▶ _EXCERPT_:
-- Opening Marker --

Although jail costs are the most direct expense borne by the city, another is for naloxone, a medication designed to rapidly reverse opioid overdose, which Stanton says the city’s firefighters now carry out of necessity. All of these expenses are paid out of the city’s coffers. 

“There’s no secret pot of money,” Stanton said. “When we have to pay jail fees for someone we’ve arrested as a result of committing a crime due to their addiction, that comes right out of the general fund, which means it competes with park services, library services and transportation. Other priorities of the city, unfortunately, can’t be funded because of the extra cost associated with this epidemic.”

The opioid crisis is affecting local businesses as well, according to Stanton. Aside from the reallocation of tax revenue away from other vital needs, businesses have to deal with increased crime, as well as workers who are either addicted themselves or have to take time off from work to care for family members who are in some way affected by the epidemic.

At the local Chambers of Commerce, it’s become a hot topic of conversation. The combination of lost productivity and additional healthcare costs has gotten their attention, the mayor says. 

“They have to be,” asserted Stanton. “This opioid crisis cannot continue to grow as exponentially as it has over the last few years. To be perfectly honest, I think it caught a lot of us off guard, as to just how expansive it was and how dangerous it is. We’re playing a little catch-up, but we plan to play catch-up very aggressively and successfully.”

-- Closing Marker --

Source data
-- Opening Marker --

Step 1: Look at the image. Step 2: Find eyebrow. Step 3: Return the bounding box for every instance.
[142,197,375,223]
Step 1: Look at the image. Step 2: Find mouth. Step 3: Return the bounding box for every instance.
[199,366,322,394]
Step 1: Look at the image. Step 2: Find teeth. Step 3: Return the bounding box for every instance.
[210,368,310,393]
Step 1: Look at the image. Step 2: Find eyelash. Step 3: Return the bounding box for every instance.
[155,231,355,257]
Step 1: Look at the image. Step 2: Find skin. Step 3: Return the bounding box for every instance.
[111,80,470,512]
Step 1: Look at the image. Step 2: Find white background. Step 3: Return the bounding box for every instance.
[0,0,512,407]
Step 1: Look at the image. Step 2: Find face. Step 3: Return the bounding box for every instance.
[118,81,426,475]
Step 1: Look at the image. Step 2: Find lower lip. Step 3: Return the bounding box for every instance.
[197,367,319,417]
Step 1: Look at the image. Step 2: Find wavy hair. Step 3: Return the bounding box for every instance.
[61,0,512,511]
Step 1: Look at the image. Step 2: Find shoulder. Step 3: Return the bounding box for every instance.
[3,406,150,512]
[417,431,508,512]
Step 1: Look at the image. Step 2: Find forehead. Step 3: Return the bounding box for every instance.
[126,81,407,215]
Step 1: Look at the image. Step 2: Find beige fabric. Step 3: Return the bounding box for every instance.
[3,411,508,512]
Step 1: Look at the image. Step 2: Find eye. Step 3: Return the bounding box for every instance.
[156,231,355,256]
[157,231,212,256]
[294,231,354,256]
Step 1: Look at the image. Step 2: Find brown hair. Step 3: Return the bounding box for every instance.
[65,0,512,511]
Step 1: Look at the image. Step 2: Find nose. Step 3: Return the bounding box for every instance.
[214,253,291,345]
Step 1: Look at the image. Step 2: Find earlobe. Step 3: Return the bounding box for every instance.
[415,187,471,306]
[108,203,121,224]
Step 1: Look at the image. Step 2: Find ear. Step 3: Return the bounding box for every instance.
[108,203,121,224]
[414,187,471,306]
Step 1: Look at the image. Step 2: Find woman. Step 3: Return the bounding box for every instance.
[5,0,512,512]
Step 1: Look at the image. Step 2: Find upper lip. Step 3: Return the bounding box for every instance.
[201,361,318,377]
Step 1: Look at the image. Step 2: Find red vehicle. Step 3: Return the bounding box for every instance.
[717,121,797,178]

-- Closing Marker --
-- Opening Marker --

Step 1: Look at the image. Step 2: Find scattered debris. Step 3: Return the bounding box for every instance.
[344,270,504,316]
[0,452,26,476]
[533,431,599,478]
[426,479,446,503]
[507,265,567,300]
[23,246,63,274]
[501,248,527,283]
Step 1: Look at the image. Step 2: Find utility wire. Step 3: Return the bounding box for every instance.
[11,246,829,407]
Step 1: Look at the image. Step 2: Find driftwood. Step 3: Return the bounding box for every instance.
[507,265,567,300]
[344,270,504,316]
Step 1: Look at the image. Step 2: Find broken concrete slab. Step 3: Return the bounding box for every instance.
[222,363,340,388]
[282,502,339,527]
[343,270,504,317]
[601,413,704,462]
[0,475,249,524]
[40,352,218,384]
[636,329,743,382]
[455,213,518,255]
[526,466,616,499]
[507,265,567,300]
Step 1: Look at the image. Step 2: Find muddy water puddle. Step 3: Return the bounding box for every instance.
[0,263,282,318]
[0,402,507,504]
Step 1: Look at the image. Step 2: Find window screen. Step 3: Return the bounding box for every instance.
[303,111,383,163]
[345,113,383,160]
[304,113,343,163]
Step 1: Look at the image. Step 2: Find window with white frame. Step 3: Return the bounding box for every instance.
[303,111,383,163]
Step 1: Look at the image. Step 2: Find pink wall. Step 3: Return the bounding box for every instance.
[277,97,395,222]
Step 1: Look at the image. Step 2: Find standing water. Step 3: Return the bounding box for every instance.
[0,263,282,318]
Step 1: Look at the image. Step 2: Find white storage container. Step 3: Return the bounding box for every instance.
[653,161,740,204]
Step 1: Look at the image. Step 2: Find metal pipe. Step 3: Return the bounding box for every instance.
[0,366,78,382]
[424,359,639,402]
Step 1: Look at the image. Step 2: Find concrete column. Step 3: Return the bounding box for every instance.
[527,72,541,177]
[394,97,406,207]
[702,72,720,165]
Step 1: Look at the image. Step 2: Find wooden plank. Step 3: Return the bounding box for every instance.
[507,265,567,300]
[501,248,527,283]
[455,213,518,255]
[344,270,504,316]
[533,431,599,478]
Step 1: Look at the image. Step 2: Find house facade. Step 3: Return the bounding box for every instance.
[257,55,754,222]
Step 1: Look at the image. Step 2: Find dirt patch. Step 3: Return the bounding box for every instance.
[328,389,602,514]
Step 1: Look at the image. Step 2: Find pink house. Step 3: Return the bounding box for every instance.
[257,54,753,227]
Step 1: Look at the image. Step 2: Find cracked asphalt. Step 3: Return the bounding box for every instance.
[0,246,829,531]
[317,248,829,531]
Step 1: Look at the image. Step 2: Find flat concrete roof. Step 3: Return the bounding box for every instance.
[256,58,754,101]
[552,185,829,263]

-- Closing Marker --

▶ _WHAT TO WORK ON_:
• a. According to the opioid crisis passage, what medication do the city's firefighters now carry?
• b. Please copy the stretch of the opioid crisis passage from "At the local" through "the mayor says.".
• c. Translate this sentence from the opioid crisis passage into Spanish: "All of these expenses are paid out of the city's coffers."

▶ _ANSWER LIST_:
• a. Naloxone, a medication designed to rapidly reverse opioid overdose.

• b.
At the local Chambers of Commerce, it’s become a hot topic of conversation. The combination of lost productivity and additional healthcare costs has gotten their attention, the mayor says.

• c. Todos estos gastos se pagan con las arcas de la ciudad.